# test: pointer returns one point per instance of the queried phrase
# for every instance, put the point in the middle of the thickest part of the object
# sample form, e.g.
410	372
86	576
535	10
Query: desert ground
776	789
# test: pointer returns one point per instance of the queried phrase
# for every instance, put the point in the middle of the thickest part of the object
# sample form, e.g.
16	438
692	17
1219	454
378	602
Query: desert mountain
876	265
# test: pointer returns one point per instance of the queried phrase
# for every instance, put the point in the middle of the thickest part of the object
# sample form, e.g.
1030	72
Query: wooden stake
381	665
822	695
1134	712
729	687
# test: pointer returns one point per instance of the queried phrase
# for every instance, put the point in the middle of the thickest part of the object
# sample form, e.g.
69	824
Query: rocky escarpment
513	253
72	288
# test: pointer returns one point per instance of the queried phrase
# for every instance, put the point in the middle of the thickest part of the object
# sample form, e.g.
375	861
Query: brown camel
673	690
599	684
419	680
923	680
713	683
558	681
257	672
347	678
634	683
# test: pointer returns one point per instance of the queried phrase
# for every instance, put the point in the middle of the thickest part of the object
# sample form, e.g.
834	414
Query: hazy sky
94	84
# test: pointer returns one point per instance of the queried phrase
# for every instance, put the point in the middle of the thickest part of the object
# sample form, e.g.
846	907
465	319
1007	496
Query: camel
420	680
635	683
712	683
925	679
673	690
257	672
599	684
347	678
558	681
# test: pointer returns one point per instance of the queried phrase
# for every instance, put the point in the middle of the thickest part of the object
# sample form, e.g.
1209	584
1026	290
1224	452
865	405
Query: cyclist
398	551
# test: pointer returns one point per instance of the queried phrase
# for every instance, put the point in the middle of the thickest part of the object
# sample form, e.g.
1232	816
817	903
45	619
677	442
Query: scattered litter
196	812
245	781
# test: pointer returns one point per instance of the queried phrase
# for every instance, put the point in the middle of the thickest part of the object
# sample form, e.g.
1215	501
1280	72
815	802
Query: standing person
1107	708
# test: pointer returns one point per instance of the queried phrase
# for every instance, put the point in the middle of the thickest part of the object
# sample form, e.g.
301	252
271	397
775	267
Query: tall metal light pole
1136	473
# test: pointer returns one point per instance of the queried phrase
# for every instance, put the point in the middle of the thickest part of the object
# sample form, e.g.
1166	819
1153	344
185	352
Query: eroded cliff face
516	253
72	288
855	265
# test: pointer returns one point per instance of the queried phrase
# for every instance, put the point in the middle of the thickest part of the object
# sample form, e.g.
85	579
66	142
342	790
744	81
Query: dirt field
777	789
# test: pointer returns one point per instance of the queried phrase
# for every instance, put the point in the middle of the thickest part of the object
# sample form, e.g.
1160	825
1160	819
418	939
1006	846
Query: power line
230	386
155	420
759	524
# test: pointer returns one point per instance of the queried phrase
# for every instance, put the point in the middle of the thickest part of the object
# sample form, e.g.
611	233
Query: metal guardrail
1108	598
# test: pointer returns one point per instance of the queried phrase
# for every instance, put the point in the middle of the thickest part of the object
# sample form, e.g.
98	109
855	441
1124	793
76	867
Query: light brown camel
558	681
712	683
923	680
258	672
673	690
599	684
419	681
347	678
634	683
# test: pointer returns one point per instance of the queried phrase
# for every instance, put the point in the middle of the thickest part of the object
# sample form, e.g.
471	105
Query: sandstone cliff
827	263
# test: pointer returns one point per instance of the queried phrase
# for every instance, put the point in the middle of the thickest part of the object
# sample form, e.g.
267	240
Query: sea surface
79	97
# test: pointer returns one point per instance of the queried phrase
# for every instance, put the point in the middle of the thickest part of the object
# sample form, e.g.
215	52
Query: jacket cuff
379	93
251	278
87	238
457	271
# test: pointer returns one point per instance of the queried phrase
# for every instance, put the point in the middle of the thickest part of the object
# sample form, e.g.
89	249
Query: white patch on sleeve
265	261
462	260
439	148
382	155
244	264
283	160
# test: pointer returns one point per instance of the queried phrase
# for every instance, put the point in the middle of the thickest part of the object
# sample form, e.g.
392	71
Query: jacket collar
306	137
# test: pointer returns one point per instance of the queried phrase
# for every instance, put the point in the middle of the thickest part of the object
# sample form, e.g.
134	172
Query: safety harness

====

> Problem to solve
Retype the lines above, keeping every character.

> Output
# test: pointer returns one point per instance of the queried phrase
# for every instance, put the point in the middle of the thickest part of the object
# sample form, e.g.
410	372
86	576
535	10
Query: desert ground
776	789
# test: pointer returns one point per instance of the queried phrase
# for every instance, put the point in the middle of the thickest part of the object
# sample form, e.g.
16	438
692	17
1219	454
378	602
Query: desert mountain
876	265
# test: pointer returns one point per instance of the queried phrase
# for every instance, put the point in the middle of the thickest part of the object
# sample form, e.g.
1030	72
Query: wooden stake
381	665
822	695
1134	712
729	687
# test: pointer returns one point per instance of the queried phrase
# for every instance, put the point in the middle of the thickest part of the object
# sample form, e.g.
69	824
Query: rocky escarpment
513	253
72	288
# test: pointer returns one point per instance of the queried phrase
# for every instance, put the point in the middle of the thickest part of the object
# sample form, e.g.
375	861
Query: brown camel
673	690
599	684
419	680
923	680
713	683
558	681
257	672
347	678
634	683
# test: pointer returns one point per instance of the queried phrase
# for every instance, put the point in the middle of the thickest part of the object
# sample form, e.g.
834	414
Query: hazy sky
94	84
# test: pointer returns one point per instance of the queried phrase
# for every instance, put the point in the middle of the thickest part of the object
# sample form, e.g.
846	907
465	319
1007	496
Query: camel
420	680
635	683
712	683
925	679
673	690
257	672
599	684
347	678
558	681
# test: pointer returns one point per instance of the queried phrase
# for every instance, put the point in the middle of the thickest part of the object
# sample form, e.g.
1209	584
1026	290
1224	452
865	405
Query: cyclist
398	551
# test: pointer returns one point per instance of the queried phrase
# for every instance, put the point in the middle of the thickest part of the object
# sample form, e.g.
1232	816
817	903
45	619
677	442
Query: scattered litter
196	812
245	781
# test: pointer returns one point per instance of the queried phrase
# for every instance, put the point in the middle of the thickest part of the object
# sample form, e.g.
1215	501
1280	72
815	802
Query: standing person
1107	708
# test: pointer returns one point per instance of the queried phrase
# for every instance, put the point in the middle of the thickest part of the object
# sample form, e.g.
301	252
271	397
775	267
Query: tall metal light pole
1136	473
# test: pointer returns one point per instance of the queried phrase
# for every instance, put the point in the middle of the thickest part of the object
# sample form, e.g.
1166	819
1153	344
185	352
Query: eroded cliff face
516	253
72	288
855	265
# test: pointer returns one point per instance of the queried phrase
# for every instance, put the point in the middle of the thickest part of the object
# sample form, e.g.
85	579
66	142
342	790
744	81
Query: dirt field
777	789
# test: pointer returns one point per instance of the queried phrase
# for every instance, put the point in the middle of the thickest part of the object
# sample form, e.g.
1160	825
1160	819
418	939
1006	846
Query: power line
230	386
155	420
759	524
# test: pointer returns one point per instance of the queried phrase
# for every instance, put the point in the middle of the thickest part of the object
# sample form, e.g.
611	233
Query: metal guardrail
1108	598
# test: pointer returns one point per instance of the queried phrase
# for every instance, put the point in the middle of the thickest part of the object
# sample form, e.g.
98	109
855	441
1124	793
76	867
Query: light brown camel
558	681
712	683
923	680
258	672
673	690
599	684
419	681
347	678
634	683
# test: pointer returns one point per instance of the queried phrase
# for every instance, put the point in the middle of the thickest part of the object
# sample form, e.g.
471	105
Query: sandstone cliff
827	263
# test: pointer returns one point per instance of the queried phrase
# for every instance, put the point in the middle of the thickest part of the object
# sample form, e.g.
267	240
Query: sea surface
79	97
# test: pointer returns one point per instance of the queried phrase
# for every instance, put the point in the middle of the thickest part of the object
# sample form, e.g.
215	52
Query: jacket cuff
379	93
251	278
87	238
457	271
# test: pointer returns one point per instance of the queried phrase
# for every instance, put the point in the middle of the thickest part of the object
# sample form, e.g.
89	249
Query: white patch on sleeve
265	261
462	260
439	148
382	155
244	264
283	160
# test: pointer returns one point per instance of the queried phrase
# for every instance, put the point in the middle of the thickest part of the object
# sample form, e.g.
392	71
Query: jacket collar
306	137
# test: pointer returns one point per instance of the queried phrase
# for every instance, put the point in the middle of the thickest part of the object
# sample form, e.g.
134	172
Query: safety harness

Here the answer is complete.